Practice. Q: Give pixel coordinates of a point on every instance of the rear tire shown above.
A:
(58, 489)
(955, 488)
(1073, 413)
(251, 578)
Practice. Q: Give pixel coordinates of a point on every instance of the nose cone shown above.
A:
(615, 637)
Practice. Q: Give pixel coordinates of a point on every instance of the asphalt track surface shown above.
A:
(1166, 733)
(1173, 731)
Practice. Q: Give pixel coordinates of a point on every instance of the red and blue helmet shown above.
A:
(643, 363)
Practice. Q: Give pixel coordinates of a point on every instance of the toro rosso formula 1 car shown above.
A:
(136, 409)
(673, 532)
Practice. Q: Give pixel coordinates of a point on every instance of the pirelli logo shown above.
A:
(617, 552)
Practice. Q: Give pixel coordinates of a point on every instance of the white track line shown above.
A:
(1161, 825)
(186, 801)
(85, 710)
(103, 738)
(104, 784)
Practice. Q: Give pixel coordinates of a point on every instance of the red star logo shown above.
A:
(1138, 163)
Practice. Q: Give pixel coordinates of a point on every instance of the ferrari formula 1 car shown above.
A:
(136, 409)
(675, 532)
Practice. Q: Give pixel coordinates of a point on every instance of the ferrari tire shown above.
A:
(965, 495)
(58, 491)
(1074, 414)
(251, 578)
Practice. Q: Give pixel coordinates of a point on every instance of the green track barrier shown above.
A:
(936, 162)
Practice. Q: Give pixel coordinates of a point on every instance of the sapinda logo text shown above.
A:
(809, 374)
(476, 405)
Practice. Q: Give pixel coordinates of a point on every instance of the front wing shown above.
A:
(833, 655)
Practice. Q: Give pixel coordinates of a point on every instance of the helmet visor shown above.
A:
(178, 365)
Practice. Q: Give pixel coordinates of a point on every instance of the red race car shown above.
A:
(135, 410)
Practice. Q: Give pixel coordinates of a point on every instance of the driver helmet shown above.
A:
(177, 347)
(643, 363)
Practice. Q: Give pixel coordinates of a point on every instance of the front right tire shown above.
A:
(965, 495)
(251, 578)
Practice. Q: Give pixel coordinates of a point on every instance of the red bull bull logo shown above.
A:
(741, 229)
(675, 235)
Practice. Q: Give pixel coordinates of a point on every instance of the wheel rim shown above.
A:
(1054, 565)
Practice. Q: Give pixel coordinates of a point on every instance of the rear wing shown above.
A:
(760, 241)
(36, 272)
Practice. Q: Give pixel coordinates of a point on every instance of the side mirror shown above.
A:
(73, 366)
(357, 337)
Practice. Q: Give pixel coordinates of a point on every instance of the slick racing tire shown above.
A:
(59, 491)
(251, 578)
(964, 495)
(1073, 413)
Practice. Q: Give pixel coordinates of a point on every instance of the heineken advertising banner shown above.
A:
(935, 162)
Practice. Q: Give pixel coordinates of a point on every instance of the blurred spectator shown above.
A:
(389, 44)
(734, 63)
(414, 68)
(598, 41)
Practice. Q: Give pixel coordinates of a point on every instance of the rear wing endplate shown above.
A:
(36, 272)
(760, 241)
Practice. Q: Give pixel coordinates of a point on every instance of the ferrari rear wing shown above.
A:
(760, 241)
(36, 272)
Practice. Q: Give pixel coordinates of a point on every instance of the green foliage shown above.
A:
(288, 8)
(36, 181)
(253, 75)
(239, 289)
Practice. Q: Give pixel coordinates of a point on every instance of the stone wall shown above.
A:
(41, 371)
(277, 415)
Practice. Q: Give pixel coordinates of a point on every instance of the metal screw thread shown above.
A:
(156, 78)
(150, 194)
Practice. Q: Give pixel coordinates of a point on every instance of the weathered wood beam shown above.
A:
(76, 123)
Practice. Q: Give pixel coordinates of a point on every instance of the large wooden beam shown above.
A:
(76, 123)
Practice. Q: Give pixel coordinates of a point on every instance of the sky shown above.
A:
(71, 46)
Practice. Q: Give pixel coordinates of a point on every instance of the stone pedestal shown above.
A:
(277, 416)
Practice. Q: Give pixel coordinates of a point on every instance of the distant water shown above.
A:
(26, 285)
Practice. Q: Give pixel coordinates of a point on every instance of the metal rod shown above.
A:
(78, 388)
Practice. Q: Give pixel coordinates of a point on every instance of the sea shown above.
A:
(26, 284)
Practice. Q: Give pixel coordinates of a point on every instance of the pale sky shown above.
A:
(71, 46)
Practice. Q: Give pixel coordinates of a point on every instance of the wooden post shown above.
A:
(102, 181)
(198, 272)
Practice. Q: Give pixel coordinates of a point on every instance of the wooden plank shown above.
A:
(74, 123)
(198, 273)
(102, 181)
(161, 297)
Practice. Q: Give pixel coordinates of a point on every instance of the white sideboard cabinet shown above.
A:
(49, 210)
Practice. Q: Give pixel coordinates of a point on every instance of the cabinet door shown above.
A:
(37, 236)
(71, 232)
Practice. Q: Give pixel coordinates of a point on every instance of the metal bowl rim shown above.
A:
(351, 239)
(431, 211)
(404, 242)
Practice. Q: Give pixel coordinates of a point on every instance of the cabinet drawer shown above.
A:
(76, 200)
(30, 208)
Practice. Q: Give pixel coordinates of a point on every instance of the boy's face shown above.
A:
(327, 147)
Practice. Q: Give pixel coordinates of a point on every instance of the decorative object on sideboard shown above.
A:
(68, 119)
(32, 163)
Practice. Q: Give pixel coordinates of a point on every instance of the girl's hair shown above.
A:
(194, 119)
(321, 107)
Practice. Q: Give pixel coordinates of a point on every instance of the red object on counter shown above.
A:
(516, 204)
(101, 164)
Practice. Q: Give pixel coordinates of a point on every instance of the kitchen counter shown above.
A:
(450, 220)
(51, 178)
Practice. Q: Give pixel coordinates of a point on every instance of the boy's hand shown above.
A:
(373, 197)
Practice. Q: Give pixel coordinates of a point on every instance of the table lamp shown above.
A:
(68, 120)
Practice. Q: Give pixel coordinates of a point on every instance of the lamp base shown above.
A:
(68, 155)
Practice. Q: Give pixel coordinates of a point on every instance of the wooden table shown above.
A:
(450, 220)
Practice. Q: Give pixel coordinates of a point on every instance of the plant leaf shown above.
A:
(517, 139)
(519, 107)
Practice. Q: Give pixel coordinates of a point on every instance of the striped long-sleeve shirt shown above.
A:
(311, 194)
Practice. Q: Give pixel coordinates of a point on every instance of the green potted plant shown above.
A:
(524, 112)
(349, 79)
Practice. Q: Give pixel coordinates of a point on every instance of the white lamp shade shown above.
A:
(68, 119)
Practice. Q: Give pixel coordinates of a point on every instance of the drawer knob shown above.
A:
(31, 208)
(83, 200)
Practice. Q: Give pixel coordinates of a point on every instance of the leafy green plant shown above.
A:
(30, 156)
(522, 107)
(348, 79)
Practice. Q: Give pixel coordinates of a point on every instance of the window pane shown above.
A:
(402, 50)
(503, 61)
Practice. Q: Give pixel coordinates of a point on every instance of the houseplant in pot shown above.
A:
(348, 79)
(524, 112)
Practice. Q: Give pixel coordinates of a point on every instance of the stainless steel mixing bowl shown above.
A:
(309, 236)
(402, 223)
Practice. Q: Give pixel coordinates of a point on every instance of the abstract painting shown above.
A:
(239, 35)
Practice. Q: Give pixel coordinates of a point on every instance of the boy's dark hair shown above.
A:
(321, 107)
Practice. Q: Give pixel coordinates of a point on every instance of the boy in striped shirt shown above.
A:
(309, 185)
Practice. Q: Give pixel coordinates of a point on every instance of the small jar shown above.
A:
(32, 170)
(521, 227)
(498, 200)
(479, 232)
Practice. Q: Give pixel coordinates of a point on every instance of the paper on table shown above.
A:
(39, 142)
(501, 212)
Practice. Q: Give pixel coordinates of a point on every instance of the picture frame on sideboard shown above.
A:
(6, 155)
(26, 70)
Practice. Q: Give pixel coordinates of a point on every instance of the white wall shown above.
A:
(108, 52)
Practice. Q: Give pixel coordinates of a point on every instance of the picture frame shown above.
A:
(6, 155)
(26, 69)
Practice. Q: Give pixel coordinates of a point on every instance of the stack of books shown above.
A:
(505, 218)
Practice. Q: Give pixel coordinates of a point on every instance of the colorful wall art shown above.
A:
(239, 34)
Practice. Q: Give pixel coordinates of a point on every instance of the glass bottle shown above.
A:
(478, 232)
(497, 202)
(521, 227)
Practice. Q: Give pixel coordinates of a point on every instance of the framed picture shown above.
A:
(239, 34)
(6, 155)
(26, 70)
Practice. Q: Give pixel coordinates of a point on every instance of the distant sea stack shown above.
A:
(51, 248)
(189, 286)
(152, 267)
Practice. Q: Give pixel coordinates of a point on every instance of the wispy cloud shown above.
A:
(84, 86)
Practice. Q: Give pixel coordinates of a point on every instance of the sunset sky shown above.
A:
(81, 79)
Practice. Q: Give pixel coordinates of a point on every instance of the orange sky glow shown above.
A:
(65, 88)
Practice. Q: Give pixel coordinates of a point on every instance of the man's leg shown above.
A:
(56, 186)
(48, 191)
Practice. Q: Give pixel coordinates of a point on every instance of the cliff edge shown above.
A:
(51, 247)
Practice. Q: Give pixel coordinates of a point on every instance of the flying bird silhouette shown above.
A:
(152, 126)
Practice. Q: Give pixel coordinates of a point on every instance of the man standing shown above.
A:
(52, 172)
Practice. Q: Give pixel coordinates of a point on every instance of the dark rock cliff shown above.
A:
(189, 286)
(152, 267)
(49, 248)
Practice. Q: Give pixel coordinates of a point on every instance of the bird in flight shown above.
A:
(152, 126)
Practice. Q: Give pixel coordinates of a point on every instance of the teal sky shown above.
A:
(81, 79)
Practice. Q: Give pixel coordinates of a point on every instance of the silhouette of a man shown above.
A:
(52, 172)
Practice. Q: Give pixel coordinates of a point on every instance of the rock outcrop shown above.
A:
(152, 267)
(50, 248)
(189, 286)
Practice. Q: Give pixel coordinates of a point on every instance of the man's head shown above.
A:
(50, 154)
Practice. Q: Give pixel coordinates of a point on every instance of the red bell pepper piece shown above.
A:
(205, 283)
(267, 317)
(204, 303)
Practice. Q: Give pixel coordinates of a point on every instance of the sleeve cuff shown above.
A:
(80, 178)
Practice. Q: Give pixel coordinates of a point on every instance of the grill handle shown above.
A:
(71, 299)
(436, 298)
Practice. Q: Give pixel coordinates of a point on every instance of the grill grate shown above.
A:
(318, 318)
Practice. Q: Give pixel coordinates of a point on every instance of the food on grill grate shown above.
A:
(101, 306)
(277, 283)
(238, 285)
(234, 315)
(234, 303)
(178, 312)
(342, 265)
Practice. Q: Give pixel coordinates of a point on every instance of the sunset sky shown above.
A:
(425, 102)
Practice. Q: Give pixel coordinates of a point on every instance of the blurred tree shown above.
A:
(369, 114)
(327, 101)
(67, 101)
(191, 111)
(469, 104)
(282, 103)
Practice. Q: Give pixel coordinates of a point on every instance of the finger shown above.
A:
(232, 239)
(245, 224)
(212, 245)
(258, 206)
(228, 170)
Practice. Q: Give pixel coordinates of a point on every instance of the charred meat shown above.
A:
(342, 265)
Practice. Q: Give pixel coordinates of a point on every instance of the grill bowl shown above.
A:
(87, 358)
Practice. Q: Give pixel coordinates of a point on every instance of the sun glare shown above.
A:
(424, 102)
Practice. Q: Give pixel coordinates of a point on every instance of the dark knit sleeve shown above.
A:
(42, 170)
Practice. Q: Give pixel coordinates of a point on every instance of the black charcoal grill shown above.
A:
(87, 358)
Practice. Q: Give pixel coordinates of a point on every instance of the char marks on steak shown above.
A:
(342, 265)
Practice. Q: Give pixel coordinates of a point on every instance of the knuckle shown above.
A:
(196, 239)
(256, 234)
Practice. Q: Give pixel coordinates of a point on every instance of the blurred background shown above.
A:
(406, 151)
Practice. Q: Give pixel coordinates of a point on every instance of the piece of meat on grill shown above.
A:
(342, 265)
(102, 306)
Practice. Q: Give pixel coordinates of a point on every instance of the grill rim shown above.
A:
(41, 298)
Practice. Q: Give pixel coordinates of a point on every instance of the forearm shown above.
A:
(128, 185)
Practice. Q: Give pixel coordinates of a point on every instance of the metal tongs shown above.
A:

### Task item
Output each line of the listing above that has "hair".

### Solution for this exercise
Practice. Q: Give pixel coordinates of a point on every instance of the girl's hair shown above.
Practice. Q: Give pixel coordinates of a point on every instance of the boy's dark hair shown above.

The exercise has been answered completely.